# [READING TEXT]
--- Start ---

Using D style delegate callback:  121 msec
Using C++ style virtual callback: 146 msec

Using D style delegate callback:  121 msec
Using C++ style virtual callback: 147 msec

Using D style delegate callback:  120 msec
Using C++ style virtual callback: 145 msec

Using D style delegate callback:  121 msec
Using C++ style virtual callback: 145 msec

Using D style delegate callback:  120 msec
Using C++ style virtual callback: 145 msec

Using D style delegate callback:  120 msec
Using C++ style virtual callback: 147 msec

Using D style delegate callback:  121 msec
Using C++ style virtual callback: 147 msec

Using D style delegate callback:  121 msec
Using C++ style virtual callback: 147 msec

Using D style delegate callback:  121 msec
Using C++ style virtual callback: 146 msec

Using D style delegate callback:  121 msec
Using C++ style virtual callback: 147 msec


Sweet.


cheers
Justin Johansson

Oct 15 2009

bearophile <bearophileHUGS lycos.com> writes:

Justin Johansson:

 this turns out to be
 a clear demonstration of the performance-enhancing power of D delegates over an
 otherwise ingrained C++ thinking approach.

I have changed your benchmark a little, you may want to look at its timings too
(I have taken timings with it with DMD and LDC, and the results differ):

version (Tango) {
    import tango.stdc.stdio: printf;
    import tango.stdc.time: CLOCKS_PER_SEC, clock;
} else {
    import std.c.stdio: printf;
    import std.c.time: CLOCKS_PER_SEC, clock;
}

double myclock() {
    return clock() / cast(double)CLOCKS_PER_SEC;
}

abstract class Visitor {
//interface Visitor { // try this too
    abstract int visit(int x); 
}

final class MyVisitor: Visitor {
    int visit(int x) { return 0; }
}

struct IntRange {
    int stop;

    int forEachDeleg(int delegate(int x) apply) {
        for (int i; i < stop; i++)
            apply(i);
        return 0;
    }

    int forEachObj(Visitor v) {
        for (int i; i < stop; i++)

--- End ---

# [REQUIRED TASK 1]
Name every module imported in the code within the benchmark thread.
# [REQUIRED TASK 2]
Reproduce the benchmark thread between "bearophile <bearophileHUGS lycos.com>" and "C++ thinking approach.", inclusive.
# [REQUIRED TASK 3]
Continue the benchmark thread on delegate and virtual callbacks from the point where it stops.
The records are not relevant to any of this.

# [Image point annotation entries]
--- Start ---

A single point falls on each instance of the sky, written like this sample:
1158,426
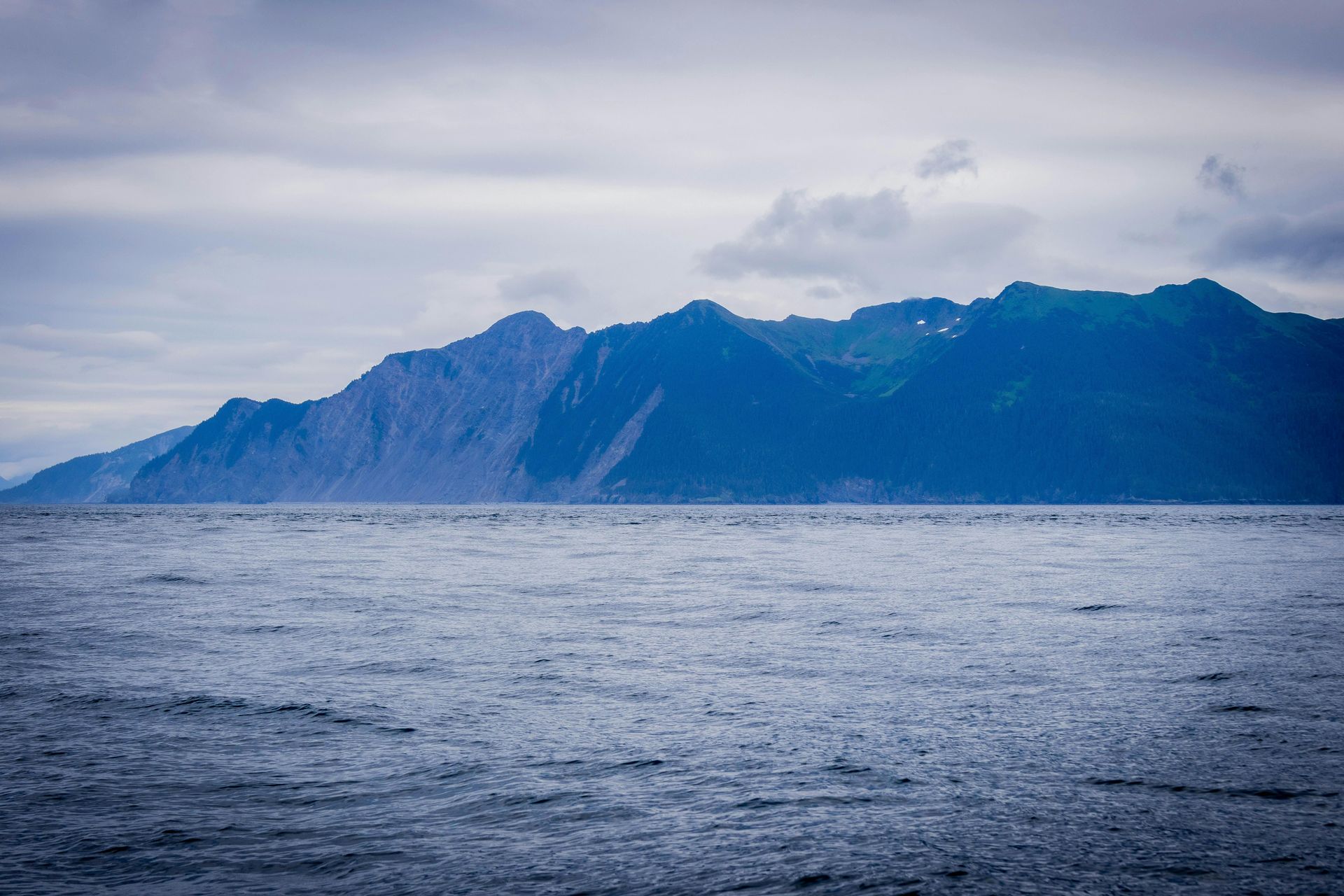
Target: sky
217,198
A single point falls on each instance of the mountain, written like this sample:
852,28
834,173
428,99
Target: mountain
1184,394
93,479
437,425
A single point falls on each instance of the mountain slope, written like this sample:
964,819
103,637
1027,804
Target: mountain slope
437,425
1187,393
93,479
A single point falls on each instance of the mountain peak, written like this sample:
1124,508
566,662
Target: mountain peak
522,320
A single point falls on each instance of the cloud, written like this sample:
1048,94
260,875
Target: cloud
1224,176
1308,245
558,285
946,159
804,237
863,241
69,343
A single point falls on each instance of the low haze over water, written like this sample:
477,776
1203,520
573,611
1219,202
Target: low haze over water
673,700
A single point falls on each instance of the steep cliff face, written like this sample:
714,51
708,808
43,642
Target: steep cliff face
1187,393
93,479
437,425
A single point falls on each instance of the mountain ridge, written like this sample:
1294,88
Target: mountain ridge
1186,393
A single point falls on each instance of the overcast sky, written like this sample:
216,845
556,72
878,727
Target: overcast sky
217,198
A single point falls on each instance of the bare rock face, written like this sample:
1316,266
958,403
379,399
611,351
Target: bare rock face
1184,394
436,425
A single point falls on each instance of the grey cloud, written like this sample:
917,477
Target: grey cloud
946,159
558,285
863,241
1224,176
69,343
804,237
1307,245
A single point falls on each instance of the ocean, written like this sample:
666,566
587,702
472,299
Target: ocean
534,699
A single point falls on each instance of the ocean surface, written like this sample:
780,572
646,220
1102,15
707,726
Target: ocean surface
371,699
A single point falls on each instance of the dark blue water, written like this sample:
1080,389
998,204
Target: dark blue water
670,700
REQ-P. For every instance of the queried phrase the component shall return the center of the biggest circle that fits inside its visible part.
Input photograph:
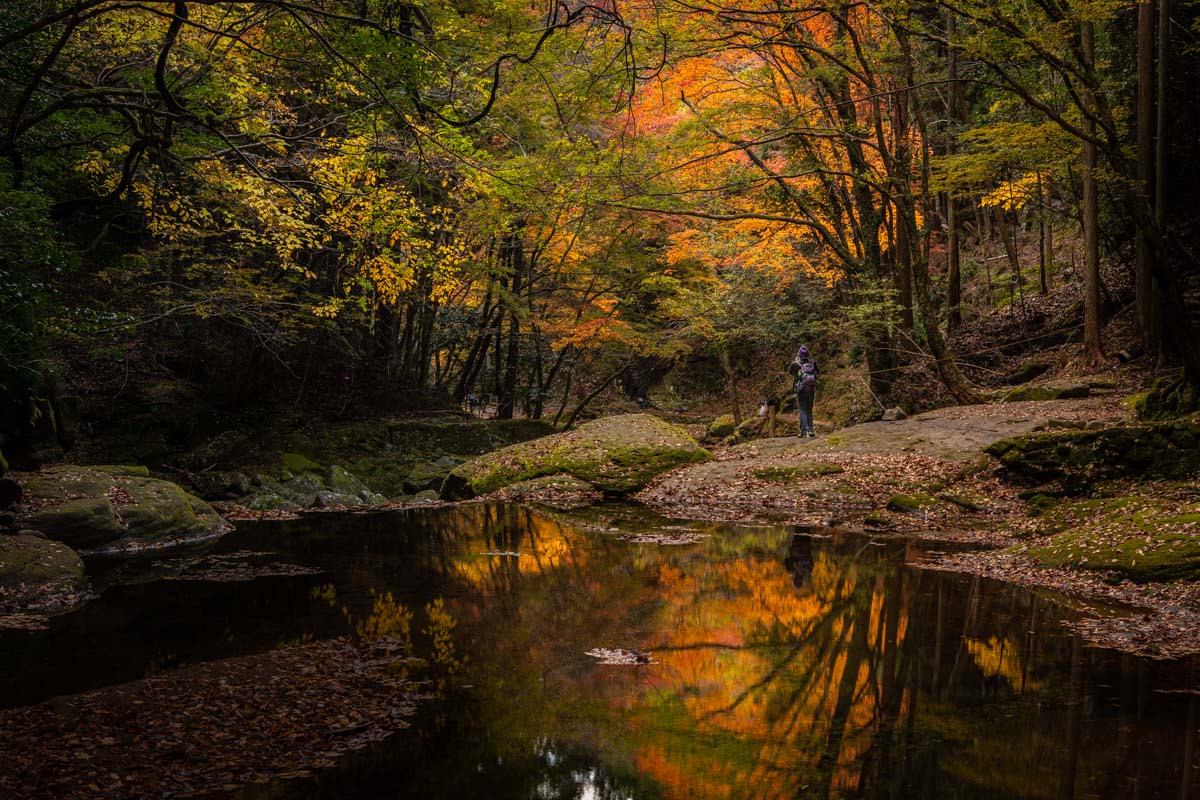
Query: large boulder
(1078, 459)
(88, 507)
(1048, 392)
(617, 455)
(39, 575)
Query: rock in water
(97, 506)
(617, 455)
(39, 575)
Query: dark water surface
(785, 665)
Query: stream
(759, 661)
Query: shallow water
(784, 665)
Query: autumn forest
(599, 398)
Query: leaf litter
(213, 727)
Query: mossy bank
(616, 455)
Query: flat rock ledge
(106, 509)
(615, 455)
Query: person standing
(804, 380)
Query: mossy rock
(910, 503)
(617, 455)
(1041, 504)
(427, 475)
(39, 575)
(299, 464)
(349, 489)
(1167, 400)
(94, 506)
(88, 522)
(967, 500)
(721, 427)
(1138, 537)
(1081, 458)
(1048, 392)
(784, 474)
(1027, 372)
(556, 491)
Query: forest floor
(929, 476)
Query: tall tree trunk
(953, 266)
(1093, 350)
(947, 370)
(731, 382)
(1146, 180)
(1045, 244)
(1164, 46)
(901, 241)
(505, 400)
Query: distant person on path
(804, 380)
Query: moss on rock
(966, 499)
(721, 427)
(910, 503)
(39, 575)
(1048, 392)
(95, 506)
(1139, 537)
(617, 455)
(299, 464)
(1081, 458)
(802, 471)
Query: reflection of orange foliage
(732, 662)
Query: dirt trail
(927, 471)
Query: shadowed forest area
(401, 398)
(382, 206)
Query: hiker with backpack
(804, 380)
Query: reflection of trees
(863, 679)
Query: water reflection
(789, 665)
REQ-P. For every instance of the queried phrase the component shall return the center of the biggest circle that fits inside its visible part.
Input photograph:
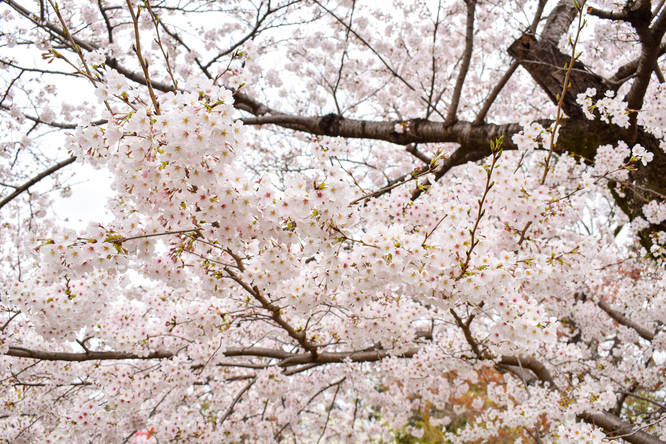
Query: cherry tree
(334, 221)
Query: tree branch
(21, 188)
(622, 319)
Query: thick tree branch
(622, 319)
(615, 426)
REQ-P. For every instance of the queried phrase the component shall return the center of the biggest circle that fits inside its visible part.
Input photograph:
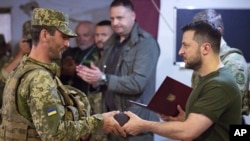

--- End ---

# [WRITTEN RESPONSE 1]
tango.stdc.stdio, tango.stdc.time, std.c.stdio, std.c.time

# [WRITTEN RESPONSE 2]
bearophile <bearophileHUGS lycos.com> writes:

Justin Johansson:

 this turns out to be
 a clear demonstration of the performance-enhancing power of D delegates over an
 otherwise ingrained C++ thinking approach.

# [WRITTEN RESPONSE 3]
            v.visit(i);
        return 0;
    }
}

void testD(IntRange s, Visitor v) {
     auto start = myclock();
     s.forEachDeleg(&v.visit);
     auto stop = myclock();
     printf("Using D style delegate callback:  %d ms\n", cast(int)((stop -
start) * 1000));
}

void testCpp(IntRange s, Visitor v) {
     auto start = myclock();
     s.forEachObj(v);
     auto stop = myclock();
     printf("Using C++ style virtual callback: %d ms\n", cast(int)((stop -
start) * 1000));
}

void main() {
    auto s = IntRange(400_000_000);
    Visitor v = new MyVisitor();

    for (int i; i < 5; i++) {
        testD(s, v);
        testCpp(s, v);
        printf("\n");
    }
}

(I suggest you to use the _ inside big number literals in D, they avoid few
bugs).

(Few days ago I think to have found that interfaces aren't implemented
efficiently in LDC. Lindquist has answered he will improve the situation.)

Bye,
bearophile

Oct 15 2009

Justin Johansson <no spam.com> writes:

bearophile Wrote:

 Justin Johansson:
 
 this turns out to be
 a clear demonstration of the performance-enhancing power of D delegates over an
 otherwise ingrained C++ thinking approach.

 
 I have changed your benchmark a little, you may want to look at its timings
too (I have taken timings with it with DMD and LDC, and the results differ):
 
 version (Tango) {
     import tango.stdc.stdio: printf;
     import tango.stdc.time: CLOCKS_PER_SEC, clock;
 } else {
     import std.c.stdio: printf;
     import std.c.time: CLOCKS_PER_SEC, clock;
 }
 
 double myclock() {
     return clock() / cast(double)CLOCKS_PER_SEC;
 }
 
 abstract class Visitor {
 //interface Visitor { // try this too
     abstract int visit(int x); 
 }
 
 final class MyVisitor: Visitor {
     int visit(int x) { return 0; }
 }
 
 struct IntRange {
     int stop;
 
     int forEachDeleg(int delegate(int x) apply) {
         for (int i; i < stop; i++)
             apply(i);
         return 0;
     }
 
     int forEachObj(Visitor v) {
         for (int i; i < stop; i++)
             v.visit(i);
         return 0;
     }
 }
 
 void testD(IntRange s, Visitor v) {
      auto start = myclock();
      s.forEachDeleg(&v.visit);
      auto stop = myclock();
      printf("Using D style delegate callback:  %d ms\n", cast(int)((stop -
start) * 1000));
 }
 
 void testCpp(IntRange s, Visitor v) {
      auto start = myclock();
      s.forEachObj(v);
      auto stop = myclock();
      printf("Using C++ style virtual callback: %d ms\n", cast(int)((stop -
start) * 1000));
 }
 
 void main() {
     auto s = IntRange(400_000_000);
     Visitor v = new MyVisitor();
 
     for (int i; i < 5; i++) {
         testD(s, v);
         testCpp(s, v);
         printf("\n");
     }
 }
 
 (I suggest you to use the _ inside big number literals in D, they avoid few
bugs).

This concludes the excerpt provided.